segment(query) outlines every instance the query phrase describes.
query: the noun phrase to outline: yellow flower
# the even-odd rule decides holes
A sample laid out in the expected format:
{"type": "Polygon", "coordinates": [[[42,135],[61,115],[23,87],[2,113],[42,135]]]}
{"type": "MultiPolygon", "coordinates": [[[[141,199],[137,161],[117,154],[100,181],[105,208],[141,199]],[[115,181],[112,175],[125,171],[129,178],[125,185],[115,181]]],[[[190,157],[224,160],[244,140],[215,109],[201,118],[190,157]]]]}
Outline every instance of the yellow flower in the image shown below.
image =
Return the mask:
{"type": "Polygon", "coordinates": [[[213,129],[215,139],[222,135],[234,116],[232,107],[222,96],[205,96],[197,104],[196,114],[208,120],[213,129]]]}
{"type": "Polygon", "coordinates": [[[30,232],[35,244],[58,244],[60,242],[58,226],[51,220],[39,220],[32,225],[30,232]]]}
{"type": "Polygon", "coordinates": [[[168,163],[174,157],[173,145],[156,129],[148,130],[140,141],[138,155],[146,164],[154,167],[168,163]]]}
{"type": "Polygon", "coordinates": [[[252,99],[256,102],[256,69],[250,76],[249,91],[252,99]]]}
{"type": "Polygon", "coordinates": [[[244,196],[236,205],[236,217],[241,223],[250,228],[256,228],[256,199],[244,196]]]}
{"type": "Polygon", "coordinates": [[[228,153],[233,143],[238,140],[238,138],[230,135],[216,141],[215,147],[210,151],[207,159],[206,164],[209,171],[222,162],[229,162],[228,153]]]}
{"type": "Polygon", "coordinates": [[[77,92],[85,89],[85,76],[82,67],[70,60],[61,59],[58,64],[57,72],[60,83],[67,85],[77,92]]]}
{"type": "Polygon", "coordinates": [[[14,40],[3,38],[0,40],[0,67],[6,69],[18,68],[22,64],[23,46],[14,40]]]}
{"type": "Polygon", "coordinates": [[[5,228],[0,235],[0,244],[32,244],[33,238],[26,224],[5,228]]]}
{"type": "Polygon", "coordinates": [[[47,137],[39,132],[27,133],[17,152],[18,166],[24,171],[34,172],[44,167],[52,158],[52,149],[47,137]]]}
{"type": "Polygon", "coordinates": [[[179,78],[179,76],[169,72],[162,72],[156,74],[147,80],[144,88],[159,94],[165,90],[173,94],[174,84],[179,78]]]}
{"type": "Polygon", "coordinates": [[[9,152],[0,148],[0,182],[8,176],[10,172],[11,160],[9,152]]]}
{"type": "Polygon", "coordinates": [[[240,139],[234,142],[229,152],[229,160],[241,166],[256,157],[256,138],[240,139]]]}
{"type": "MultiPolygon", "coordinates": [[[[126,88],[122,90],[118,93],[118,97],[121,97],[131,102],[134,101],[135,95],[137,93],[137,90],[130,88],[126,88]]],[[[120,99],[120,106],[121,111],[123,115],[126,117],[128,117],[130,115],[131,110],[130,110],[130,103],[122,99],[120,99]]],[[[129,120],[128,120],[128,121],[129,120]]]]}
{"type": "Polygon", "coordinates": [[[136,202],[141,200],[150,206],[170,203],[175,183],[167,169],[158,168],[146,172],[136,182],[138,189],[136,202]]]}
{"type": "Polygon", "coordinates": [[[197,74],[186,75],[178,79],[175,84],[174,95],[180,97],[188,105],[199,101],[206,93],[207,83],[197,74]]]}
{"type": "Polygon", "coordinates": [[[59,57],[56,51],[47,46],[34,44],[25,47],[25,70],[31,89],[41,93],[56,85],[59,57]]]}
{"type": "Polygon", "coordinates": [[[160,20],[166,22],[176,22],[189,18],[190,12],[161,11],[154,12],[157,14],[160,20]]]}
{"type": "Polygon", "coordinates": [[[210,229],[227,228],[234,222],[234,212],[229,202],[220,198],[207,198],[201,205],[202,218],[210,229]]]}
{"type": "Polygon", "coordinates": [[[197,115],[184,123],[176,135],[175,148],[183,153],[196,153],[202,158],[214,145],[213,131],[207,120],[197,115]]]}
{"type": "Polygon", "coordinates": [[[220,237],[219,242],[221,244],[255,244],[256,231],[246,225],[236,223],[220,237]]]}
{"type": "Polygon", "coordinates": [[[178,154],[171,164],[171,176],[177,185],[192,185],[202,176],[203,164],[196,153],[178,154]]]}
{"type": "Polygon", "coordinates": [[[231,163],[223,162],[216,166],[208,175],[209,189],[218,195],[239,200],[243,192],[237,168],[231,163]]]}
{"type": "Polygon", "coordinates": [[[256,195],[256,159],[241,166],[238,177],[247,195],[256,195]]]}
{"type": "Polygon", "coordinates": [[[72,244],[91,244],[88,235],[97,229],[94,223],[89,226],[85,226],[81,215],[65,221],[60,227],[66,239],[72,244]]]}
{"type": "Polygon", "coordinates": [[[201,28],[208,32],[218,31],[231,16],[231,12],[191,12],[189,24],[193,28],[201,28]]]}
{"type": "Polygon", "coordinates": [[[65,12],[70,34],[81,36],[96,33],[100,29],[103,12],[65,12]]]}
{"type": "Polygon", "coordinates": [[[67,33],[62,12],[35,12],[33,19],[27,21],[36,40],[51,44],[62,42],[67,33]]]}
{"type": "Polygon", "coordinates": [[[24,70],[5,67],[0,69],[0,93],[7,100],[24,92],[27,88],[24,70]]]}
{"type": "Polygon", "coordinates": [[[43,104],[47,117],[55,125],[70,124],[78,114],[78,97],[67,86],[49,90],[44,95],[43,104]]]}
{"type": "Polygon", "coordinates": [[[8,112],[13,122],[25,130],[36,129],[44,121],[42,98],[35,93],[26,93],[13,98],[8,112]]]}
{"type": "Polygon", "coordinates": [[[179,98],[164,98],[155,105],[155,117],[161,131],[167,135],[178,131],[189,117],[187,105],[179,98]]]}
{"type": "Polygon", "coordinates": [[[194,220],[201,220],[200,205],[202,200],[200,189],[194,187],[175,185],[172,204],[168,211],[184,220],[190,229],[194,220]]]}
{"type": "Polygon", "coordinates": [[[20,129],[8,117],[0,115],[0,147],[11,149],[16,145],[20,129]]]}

INSTRUCTION:
Pull out every line of the records that contains the word "query", matching case exactly.

REPLY:
segment(query) outlines every instance the query phrase describes.
query: the noun phrase to outline: yellow flower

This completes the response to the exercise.